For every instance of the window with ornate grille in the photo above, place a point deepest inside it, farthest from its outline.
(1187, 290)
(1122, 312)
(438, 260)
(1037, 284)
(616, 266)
****
:: Work to be completed ::
Reproduce the listing above line for line, with no changes to any word or number.

:: The answer ::
For every instance of the window with ornate grille in the photo above, place a point deepest inside it, farthest from its outline.
(1187, 290)
(1122, 312)
(438, 260)
(1037, 284)
(616, 266)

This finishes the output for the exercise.